▸ Exercise requirements
When you reach the line containing "positive clicks: (537, 629)" in the entries below, start writing out each line exactly, and stop after the line containing "box: [600, 372, 673, 431]".

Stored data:
==============================

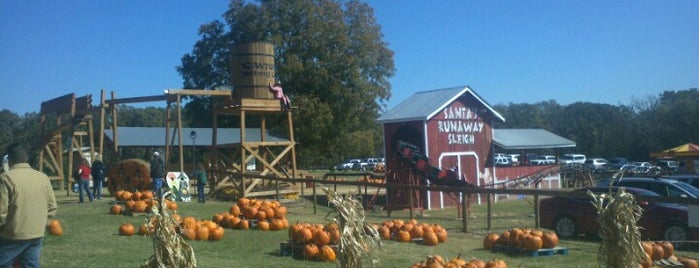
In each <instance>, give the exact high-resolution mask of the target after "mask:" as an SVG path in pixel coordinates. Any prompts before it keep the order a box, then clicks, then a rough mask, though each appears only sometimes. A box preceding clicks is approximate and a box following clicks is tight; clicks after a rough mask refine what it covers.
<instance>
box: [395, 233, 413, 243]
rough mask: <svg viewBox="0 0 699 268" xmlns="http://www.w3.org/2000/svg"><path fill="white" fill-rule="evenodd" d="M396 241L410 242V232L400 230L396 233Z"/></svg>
mask: <svg viewBox="0 0 699 268" xmlns="http://www.w3.org/2000/svg"><path fill="white" fill-rule="evenodd" d="M396 241H398V242H410V232H408V231H404V230H400V231H398V233H396Z"/></svg>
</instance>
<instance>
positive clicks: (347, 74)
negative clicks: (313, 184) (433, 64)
mask: <svg viewBox="0 0 699 268" xmlns="http://www.w3.org/2000/svg"><path fill="white" fill-rule="evenodd" d="M223 17H224V20H225V24H224V23H223V22H220V21H213V22H211V23H208V24H205V25H202V26H201V27H200V29H199V33H200V36H201V40H199V41H197V43H196V44H195V45H194V49H193V51H192V52H191V53H189V54H186V55H184V56H183V57H182V65H181V66H179V67H178V71H179V73H180V74H181V76H182V77H183V79H184V87H186V88H204V89H213V88H215V87H217V86H222V85H227V84H229V83H228V81H229V80H230V74H229V58H230V48H231V47H232V46H233V45H235V44H239V43H245V42H251V41H269V42H272V43H273V44H274V45H275V55H277V56H276V65H277V70H276V73H277V76H278V77H277V78H278V80H280V81H282V83H283V84H284V89H285V92H286V93H287V94H288V95H290V97H291V99H292V102H293V104H294V106H298V107H299V109H298V110H297V111H295V113H294V118H295V121H294V130H295V133H296V139H297V141H298V142H299V143H300V144H301V147H300V148H302V150H299V159H300V162H301V165H302V166H310V165H323V166H328V165H330V164H333V163H335V162H337V161H339V160H341V159H344V158H346V157H349V156H363V155H366V156H369V155H372V154H374V153H375V152H377V151H380V147H381V145H380V142H377V139H376V137H377V135H376V131H377V129H379V128H376V127H375V119H376V118H377V117H378V114H379V112H380V111H381V110H382V108H385V101H386V100H388V98H389V97H390V84H389V82H388V78H389V77H391V76H392V75H393V74H394V72H395V67H394V64H393V52H392V51H390V50H389V49H388V48H387V44H386V42H384V41H383V40H382V39H383V34H382V33H381V28H380V26H379V25H378V24H377V23H376V19H375V17H374V15H373V10H372V9H371V8H370V7H369V6H368V5H367V4H365V3H361V2H359V1H336V0H335V1H333V0H319V1H311V0H300V1H283V0H262V1H258V3H246V1H243V0H233V1H231V3H230V5H229V10H228V11H227V12H226V13H225V14H224V16H223ZM206 101H210V100H206V99H203V98H202V99H195V100H193V101H192V102H191V103H190V104H189V105H188V106H190V105H191V106H192V107H193V109H191V110H190V111H189V112H188V115H194V114H203V111H201V110H200V109H207V107H210V106H207V105H202V104H197V103H198V102H199V103H200V102H206ZM194 107H196V109H195V108H194ZM209 109H210V108H209ZM197 122H202V123H201V124H210V122H211V120H197ZM281 122H282V120H277V124H275V125H274V126H276V127H278V128H279V129H277V130H278V131H279V132H280V133H284V131H281V130H282V129H285V128H286V126H285V125H284V124H283V123H281ZM274 126H272V127H274ZM229 127H230V126H229ZM367 131H369V132H367ZM350 139H352V140H353V141H355V140H356V143H358V144H365V145H366V144H369V145H371V146H365V148H364V149H362V150H361V151H357V150H356V148H353V147H351V146H354V145H356V144H353V143H352V142H347V141H348V140H350ZM357 139H358V140H357ZM378 141H380V139H378Z"/></svg>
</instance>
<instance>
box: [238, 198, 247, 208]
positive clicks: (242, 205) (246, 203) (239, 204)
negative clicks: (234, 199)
mask: <svg viewBox="0 0 699 268" xmlns="http://www.w3.org/2000/svg"><path fill="white" fill-rule="evenodd" d="M237 204H238V206H239V207H241V208H242V207H247V206H248V204H250V199H248V198H245V197H241V198H238V202H237Z"/></svg>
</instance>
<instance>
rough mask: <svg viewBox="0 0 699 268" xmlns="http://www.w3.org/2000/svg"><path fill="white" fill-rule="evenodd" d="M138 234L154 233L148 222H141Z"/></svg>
mask: <svg viewBox="0 0 699 268" xmlns="http://www.w3.org/2000/svg"><path fill="white" fill-rule="evenodd" d="M138 234H140V235H150V234H153V229H152V228H150V227H148V225H147V224H145V223H144V224H141V227H139V228H138Z"/></svg>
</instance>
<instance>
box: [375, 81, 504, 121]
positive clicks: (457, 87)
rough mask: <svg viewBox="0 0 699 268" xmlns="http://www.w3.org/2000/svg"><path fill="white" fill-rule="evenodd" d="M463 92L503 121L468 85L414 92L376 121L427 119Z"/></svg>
mask: <svg viewBox="0 0 699 268" xmlns="http://www.w3.org/2000/svg"><path fill="white" fill-rule="evenodd" d="M464 94H469V95H471V96H473V97H474V98H475V99H476V100H478V102H480V103H481V104H483V106H485V107H486V108H487V109H488V111H490V112H491V113H492V114H493V116H494V117H495V118H498V119H500V120H502V121H503V122H504V121H505V118H504V117H502V115H500V113H498V112H497V111H495V110H494V109H493V108H492V107H491V106H490V104H488V103H487V102H486V101H485V100H483V98H481V97H480V96H478V94H476V92H474V91H473V90H472V89H471V88H469V87H468V86H459V87H452V88H444V89H435V90H428V91H420V92H415V94H413V95H412V96H410V97H408V98H407V99H405V100H404V101H403V102H401V103H399V104H398V105H396V107H394V108H393V109H391V110H389V111H387V112H386V113H384V114H383V115H381V116H380V117H379V118H378V119H377V120H376V121H377V122H378V123H393V122H405V121H425V120H429V119H430V118H432V117H433V116H435V115H436V114H437V113H438V112H439V111H441V110H442V109H444V108H445V107H447V106H448V105H449V104H451V103H452V102H454V101H455V100H456V99H458V98H459V97H461V96H463V95H464Z"/></svg>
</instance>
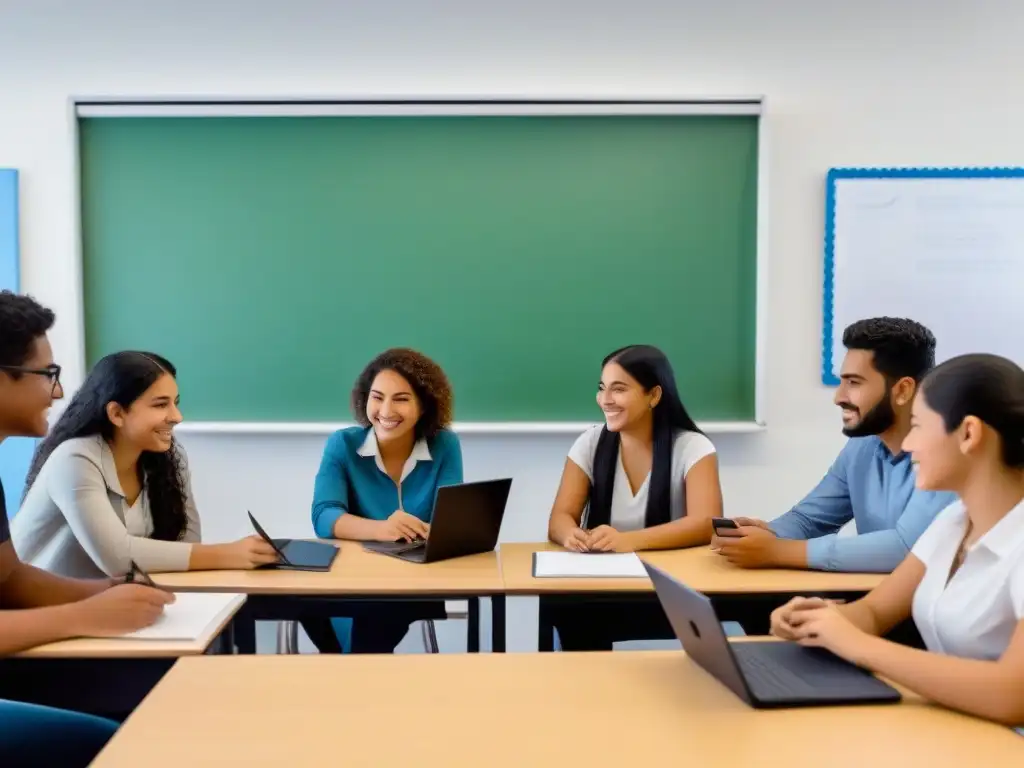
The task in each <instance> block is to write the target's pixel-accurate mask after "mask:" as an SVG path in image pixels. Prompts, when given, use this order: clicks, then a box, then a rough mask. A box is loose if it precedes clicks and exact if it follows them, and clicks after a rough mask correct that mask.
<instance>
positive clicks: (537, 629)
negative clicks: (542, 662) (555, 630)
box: [537, 597, 555, 652]
mask: <svg viewBox="0 0 1024 768" xmlns="http://www.w3.org/2000/svg"><path fill="white" fill-rule="evenodd" d="M537 649H538V650H539V651H541V652H550V651H553V650H554V649H555V626H554V624H552V623H551V603H550V602H549V601H548V600H545V599H544V598H543V597H542V598H540V605H539V606H538V611H537Z"/></svg>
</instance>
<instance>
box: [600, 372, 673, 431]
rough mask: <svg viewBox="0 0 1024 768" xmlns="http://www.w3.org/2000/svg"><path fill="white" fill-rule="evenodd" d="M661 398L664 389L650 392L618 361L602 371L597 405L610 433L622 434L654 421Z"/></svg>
mask: <svg viewBox="0 0 1024 768" xmlns="http://www.w3.org/2000/svg"><path fill="white" fill-rule="evenodd" d="M660 397H662V388H660V387H654V388H653V389H651V390H650V391H646V390H645V389H644V388H643V386H642V385H641V384H640V382H638V381H637V380H636V379H634V378H633V377H632V376H630V375H629V374H628V373H627V372H626V369H624V368H623V367H622V366H620V365H618V364H617V362H613V361H612V362H609V364H608V365H607V366H605V367H604V370H603V371H601V383H600V384H599V385H598V388H597V404H598V406H600V407H601V411H603V412H604V421H605V423H606V424H607V425H608V431H609V432H622V431H623V430H627V429H630V428H632V427H635V426H637V425H638V424H641V423H642V422H643V421H644V420H645V419H650V416H651V411H652V410H653V408H654V406H656V404H657V401H658V399H660Z"/></svg>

==============================

▸ Solution
positive clicks: (537, 629)
negative clicks: (542, 662) (555, 630)
box: [537, 597, 555, 652]
mask: <svg viewBox="0 0 1024 768" xmlns="http://www.w3.org/2000/svg"><path fill="white" fill-rule="evenodd" d="M537 649H538V650H539V651H541V652H550V651H553V650H554V649H555V626H554V624H552V623H551V603H550V602H549V601H548V600H545V599H544V598H543V597H542V598H540V605H539V606H538V611H537Z"/></svg>
</instance>
<instance>
box: [600, 372, 673, 431]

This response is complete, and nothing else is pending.